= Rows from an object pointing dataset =
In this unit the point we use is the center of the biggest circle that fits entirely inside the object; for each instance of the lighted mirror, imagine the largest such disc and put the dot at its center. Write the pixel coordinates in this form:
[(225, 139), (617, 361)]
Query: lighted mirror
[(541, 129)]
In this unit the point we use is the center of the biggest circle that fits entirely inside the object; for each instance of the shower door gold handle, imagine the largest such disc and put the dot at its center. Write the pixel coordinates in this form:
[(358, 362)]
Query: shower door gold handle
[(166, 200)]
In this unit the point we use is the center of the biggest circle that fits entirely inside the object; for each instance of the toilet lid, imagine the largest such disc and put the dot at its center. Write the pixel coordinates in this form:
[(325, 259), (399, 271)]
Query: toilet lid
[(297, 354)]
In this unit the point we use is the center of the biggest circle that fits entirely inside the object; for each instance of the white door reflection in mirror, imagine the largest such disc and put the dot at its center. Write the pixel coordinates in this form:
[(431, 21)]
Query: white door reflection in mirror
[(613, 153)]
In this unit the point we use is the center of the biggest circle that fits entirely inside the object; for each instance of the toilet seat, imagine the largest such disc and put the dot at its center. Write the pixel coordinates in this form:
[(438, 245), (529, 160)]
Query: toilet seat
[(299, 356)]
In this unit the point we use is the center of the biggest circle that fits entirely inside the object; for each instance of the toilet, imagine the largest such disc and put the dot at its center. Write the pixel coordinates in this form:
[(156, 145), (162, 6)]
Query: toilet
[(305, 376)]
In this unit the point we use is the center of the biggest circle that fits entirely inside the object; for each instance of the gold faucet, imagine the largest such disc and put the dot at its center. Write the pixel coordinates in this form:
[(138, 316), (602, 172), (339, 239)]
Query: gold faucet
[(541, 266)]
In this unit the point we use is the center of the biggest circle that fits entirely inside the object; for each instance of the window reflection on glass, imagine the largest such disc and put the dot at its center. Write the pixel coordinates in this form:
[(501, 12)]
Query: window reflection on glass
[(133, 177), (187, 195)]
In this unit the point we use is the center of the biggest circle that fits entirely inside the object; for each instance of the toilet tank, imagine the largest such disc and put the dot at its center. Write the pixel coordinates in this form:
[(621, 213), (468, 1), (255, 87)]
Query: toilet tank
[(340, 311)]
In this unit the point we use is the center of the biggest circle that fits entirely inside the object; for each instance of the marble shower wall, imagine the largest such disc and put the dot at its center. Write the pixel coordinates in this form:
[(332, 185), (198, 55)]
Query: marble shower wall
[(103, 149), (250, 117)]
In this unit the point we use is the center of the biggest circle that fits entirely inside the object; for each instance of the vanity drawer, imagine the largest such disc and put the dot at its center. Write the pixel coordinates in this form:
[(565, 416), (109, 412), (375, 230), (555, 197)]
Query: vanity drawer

= WORK TO BE COMPLETED =
Pull every line of the records above out word for word, changing nothing.

= EXERCISE RESULT =
In this unit the point we use is the center of the biggest circle that fits entirely inside the object; for each instance of the lighted mirror, imagine the largest such disc and put the dot at its center. Write the pixel coordinates in this form:
[(225, 139), (617, 361)]
Query: lighted mirror
[(541, 129)]
In this unit the point we use is the center of the biggest circle that fits entirely inside the object; for each instance of the shower door gold handle, imagine the largest such disc and put the dot at its center. Write the pixel coordinates in this form:
[(358, 362)]
Query: shower door gold handle
[(166, 200)]
In this unit the point we use is the center of the biggest circle that fits entirely inside the object; for each instance of the toilet lid, imagine the largest such disc and put the dot at its center. Write the pixel coordinates in this form:
[(325, 259), (399, 271)]
Query: toilet lid
[(297, 354)]
In this unit the point we use is the center of the biggest circle that fits entirely inside the object; for each instance of the white door reflection in mirror, imagine the largest such disc and put the dot at its center. Write the pixel coordinates in this form:
[(431, 21)]
Query: white door reflection in mirror
[(613, 153)]
In this unit the point we use is the center of the biggest circle that fits entirely inside the object; for each instance of the toilet seat, imagine the largest such disc and put the dot at its center. Write the pixel coordinates in this form:
[(438, 245), (529, 160)]
Query: toilet seat
[(299, 356)]
In this unit the point we use is the center of the biggest circle that fits entirely inside the object; for each instance of the toilet, imagine the largest such disc and put the dot at its center. Write the pixel coordinates in this form:
[(156, 145), (162, 6)]
Query: toilet
[(305, 376)]
In this unit the point we use is the center of the biggest circle that fits entirely inside the object; for each instance of the gold faucet, imagine the largest such disc and put the dot at its center. Write the pixel coordinates in this form:
[(138, 316), (602, 172), (339, 239)]
Query: gold faucet
[(541, 266)]
In this unit the point we use is the center of the biggest circle that fits entirely inside the object; for each instance of the window reflection on glass, imagine the largest such disc and put the dot at its center. Write the pixel coordinates in this form:
[(501, 12)]
Query: window reflection on glass
[(133, 177), (187, 195)]
In this unit the point we use is the center of the biggest circle that fits entirely inside the object; for each instance of the toilet tank, imagine the largest such disc and put the dot at its center. Write the pixel coordinates in this form:
[(621, 213), (468, 1), (255, 87)]
Query: toilet tank
[(340, 311)]
In this unit the point we use is the center of the biggest circle that fits entirely inside the object; for each instance of the marble shower wall, imagine the largest such disc and put the dot at its center. Write the pixel coordinates in this form:
[(332, 185), (198, 55)]
Query: marble shower wall
[(103, 149), (250, 117)]
In this unit the point we use is the center of the biggest circle that fits entirely inside the object; for each instance of the vanity drawer, imagine the largest such disc and put the dot at its center. Write the pixel coordinates in this form:
[(565, 416), (109, 412), (375, 230), (555, 197)]
Query: vanity drawer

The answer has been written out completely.